◆ **Required task**
Please copy the part of the Gardelegen massacre text that opens with the words "The discovery of" and closes with "and the shootings.", renaming every "liaison officer" as "staff officer".

◆ **Selected passage**
* * *

The discovery of the massacre seems to have been by chance. The consensus account is that American
Lieutenant Emerson Hunt, a liaison officer between 102nd Infantry Division headquarters and the 701st Tank Battalion, was captured by German forces on April 14, 1945, and bluffed the German forces defending the town of Gardelegen into believing that American tanks were approaching the city. This induced the German commander to surrender to the American forces. On April 14, the 102nd entered Gardelegen and, the following day, discovered the atrocity. The Americans arrived at the site before the Germans had time to bury all of the bodies. The 102nd found 1,016 corpses in the still-smoldering barn and in nearby trenches where the SS had the charred remains dumped. The Americans also interviewed several of the prisoners who had managed to escape the fire and the shootings.

* * *

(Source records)
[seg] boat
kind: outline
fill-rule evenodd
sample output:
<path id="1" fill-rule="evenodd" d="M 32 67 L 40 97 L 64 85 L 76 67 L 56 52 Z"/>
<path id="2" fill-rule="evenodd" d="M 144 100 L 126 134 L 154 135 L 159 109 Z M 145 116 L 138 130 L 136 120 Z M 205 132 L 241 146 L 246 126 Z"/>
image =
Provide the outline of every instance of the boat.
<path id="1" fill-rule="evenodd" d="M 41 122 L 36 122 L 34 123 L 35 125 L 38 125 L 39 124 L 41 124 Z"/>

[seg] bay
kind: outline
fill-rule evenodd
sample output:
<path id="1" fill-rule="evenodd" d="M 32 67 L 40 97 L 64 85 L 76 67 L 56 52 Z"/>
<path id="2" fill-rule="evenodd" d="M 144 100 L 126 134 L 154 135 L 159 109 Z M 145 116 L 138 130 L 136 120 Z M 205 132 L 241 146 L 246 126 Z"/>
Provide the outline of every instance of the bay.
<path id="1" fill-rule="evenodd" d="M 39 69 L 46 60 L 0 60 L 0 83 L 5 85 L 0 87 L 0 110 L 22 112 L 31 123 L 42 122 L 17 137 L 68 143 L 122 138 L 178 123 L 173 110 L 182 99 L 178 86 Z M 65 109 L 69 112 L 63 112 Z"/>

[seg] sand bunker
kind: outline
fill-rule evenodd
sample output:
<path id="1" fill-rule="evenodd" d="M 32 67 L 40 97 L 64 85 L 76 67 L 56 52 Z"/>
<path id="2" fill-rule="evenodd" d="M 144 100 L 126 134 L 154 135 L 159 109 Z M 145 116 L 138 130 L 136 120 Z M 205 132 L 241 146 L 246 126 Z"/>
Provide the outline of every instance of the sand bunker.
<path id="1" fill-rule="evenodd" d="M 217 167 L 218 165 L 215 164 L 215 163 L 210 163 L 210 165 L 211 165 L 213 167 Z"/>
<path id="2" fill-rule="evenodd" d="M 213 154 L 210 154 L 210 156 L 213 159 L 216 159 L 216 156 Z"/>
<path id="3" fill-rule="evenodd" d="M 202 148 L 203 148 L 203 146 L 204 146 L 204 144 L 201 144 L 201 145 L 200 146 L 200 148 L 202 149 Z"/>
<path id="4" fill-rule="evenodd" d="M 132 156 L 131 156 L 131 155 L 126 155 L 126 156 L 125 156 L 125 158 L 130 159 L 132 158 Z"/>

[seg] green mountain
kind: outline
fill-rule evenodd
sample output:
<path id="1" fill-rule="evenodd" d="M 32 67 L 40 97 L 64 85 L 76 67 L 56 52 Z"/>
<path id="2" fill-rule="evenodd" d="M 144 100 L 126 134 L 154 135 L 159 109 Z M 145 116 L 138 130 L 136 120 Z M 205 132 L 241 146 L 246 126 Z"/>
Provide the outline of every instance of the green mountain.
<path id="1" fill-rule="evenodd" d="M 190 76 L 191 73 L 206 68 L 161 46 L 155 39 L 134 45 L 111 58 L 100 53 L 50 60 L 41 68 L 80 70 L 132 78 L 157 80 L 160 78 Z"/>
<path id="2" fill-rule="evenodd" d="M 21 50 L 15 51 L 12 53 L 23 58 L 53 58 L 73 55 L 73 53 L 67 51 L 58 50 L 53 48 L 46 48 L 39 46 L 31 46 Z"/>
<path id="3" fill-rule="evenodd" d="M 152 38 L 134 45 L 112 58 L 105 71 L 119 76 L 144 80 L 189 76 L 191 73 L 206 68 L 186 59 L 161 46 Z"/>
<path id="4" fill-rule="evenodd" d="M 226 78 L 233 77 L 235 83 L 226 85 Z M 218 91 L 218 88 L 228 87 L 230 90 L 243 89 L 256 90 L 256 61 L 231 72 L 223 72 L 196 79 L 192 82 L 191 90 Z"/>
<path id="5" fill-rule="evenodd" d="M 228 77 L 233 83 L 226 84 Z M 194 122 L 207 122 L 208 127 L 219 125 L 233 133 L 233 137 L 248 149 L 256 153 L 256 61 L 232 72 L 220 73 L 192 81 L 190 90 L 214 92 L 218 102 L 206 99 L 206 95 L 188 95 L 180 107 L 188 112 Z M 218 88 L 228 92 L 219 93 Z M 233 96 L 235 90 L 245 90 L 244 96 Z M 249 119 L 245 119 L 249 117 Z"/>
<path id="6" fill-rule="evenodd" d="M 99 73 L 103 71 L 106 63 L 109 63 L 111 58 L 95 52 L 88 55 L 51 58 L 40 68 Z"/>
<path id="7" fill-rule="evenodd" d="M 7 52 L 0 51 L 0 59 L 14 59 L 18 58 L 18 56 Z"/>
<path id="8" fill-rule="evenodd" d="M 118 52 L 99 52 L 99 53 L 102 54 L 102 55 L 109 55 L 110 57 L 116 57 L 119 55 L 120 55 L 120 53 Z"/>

* * *

◆ **Worked solution**
The discovery of the massacre seems to have been by chance. The consensus account is that American
Lieutenant Emerson Hunt, a staff officer between 102nd Infantry Division headquarters and the 701st Tank Battalion, was captured by German forces on April 14, 1945, and bluffed the German forces defending the town of Gardelegen into believing that American tanks were approaching the city. This induced the German commander to surrender to the American forces. On April 14, the 102nd entered Gardelegen and, the following day, discovered the atrocity. The Americans arrived at the site before the Germans had time to bury all of the bodies. The 102nd found 1,016 corpses in the still-smoldering barn and in nearby trenches where the SS had the charred remains dumped. The Americans also interviewed several of the prisoners who had managed to escape the fire and the shootings.